Instruction:
Extract each line of the records below that contains the word "orange". Case is significant.

Given entries:
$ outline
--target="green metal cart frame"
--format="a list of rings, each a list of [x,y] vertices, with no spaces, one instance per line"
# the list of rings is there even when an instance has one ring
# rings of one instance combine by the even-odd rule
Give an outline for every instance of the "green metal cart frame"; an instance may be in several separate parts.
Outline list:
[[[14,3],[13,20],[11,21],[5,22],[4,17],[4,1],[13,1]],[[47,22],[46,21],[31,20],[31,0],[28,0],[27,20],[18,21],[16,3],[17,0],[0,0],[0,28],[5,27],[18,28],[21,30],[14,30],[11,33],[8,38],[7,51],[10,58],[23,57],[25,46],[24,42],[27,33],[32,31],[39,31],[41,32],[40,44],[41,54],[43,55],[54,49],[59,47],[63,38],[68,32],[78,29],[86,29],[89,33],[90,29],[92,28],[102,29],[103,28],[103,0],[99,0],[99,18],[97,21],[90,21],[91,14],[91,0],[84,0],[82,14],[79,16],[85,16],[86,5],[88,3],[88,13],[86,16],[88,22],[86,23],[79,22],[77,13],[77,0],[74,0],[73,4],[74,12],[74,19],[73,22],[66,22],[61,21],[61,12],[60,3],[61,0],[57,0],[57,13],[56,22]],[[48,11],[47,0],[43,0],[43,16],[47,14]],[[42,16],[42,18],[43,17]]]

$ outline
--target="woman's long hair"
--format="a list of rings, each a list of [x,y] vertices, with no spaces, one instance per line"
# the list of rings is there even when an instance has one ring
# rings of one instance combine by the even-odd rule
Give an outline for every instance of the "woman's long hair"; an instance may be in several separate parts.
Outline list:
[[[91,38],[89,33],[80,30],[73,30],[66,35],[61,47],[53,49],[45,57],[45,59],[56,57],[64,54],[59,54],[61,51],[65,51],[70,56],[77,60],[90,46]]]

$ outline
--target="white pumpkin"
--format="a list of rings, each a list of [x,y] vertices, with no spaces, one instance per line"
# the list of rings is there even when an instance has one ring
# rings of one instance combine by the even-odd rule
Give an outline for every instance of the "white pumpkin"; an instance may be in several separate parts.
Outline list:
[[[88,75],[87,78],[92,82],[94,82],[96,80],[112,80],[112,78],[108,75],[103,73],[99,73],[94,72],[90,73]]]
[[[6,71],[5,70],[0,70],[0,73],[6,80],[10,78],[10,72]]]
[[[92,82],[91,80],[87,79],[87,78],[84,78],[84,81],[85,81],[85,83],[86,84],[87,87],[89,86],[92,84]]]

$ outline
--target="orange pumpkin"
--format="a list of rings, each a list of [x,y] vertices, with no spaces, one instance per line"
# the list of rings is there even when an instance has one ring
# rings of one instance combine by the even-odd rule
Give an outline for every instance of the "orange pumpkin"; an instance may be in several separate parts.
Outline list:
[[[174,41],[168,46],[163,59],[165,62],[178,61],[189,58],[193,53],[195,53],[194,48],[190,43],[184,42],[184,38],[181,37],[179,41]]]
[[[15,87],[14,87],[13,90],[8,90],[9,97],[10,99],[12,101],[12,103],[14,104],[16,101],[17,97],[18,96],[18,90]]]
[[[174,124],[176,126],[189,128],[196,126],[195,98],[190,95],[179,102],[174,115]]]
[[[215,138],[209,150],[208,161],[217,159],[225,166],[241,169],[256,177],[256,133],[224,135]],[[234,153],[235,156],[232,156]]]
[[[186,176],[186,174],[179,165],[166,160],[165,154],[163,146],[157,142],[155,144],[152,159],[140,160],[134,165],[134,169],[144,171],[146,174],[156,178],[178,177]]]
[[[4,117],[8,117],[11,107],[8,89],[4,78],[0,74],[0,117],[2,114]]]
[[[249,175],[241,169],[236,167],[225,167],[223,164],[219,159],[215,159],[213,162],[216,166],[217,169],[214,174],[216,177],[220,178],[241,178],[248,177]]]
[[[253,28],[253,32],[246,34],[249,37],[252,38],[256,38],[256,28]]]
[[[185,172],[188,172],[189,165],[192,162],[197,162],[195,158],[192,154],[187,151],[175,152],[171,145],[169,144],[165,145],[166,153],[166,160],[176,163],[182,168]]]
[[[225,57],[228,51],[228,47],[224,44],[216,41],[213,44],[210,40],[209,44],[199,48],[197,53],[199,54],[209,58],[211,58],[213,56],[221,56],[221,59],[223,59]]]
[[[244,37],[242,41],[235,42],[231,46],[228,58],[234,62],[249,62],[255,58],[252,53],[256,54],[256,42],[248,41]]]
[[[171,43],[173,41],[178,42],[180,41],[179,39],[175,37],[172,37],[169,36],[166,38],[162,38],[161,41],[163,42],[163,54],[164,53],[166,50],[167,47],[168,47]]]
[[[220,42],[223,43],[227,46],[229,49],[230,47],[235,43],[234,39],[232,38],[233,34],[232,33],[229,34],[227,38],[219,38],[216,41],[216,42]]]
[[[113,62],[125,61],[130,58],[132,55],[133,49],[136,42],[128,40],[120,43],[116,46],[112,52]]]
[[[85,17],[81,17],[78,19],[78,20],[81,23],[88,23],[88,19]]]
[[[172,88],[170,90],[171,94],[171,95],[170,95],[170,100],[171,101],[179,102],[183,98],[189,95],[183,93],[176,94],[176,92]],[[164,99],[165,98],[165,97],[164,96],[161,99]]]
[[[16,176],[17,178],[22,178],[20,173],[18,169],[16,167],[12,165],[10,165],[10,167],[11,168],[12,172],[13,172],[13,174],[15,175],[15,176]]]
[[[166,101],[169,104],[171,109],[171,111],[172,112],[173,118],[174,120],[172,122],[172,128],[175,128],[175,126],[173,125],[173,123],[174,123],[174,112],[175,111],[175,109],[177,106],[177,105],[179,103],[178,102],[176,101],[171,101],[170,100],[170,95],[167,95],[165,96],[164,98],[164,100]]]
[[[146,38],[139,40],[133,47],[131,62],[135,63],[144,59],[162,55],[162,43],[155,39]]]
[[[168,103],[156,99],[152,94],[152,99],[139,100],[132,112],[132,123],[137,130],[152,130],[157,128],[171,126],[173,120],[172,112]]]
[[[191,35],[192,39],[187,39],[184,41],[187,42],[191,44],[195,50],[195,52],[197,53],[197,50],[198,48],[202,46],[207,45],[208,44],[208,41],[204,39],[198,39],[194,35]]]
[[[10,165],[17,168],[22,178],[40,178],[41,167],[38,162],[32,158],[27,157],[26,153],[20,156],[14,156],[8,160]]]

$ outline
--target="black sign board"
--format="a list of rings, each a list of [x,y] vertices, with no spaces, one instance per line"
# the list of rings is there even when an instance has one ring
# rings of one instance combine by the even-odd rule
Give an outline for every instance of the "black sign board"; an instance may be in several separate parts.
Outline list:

Output:
--target="orange pumpkin"
Give an outline for every instance of the "orange pumpkin"; an instance may be in several separate parts.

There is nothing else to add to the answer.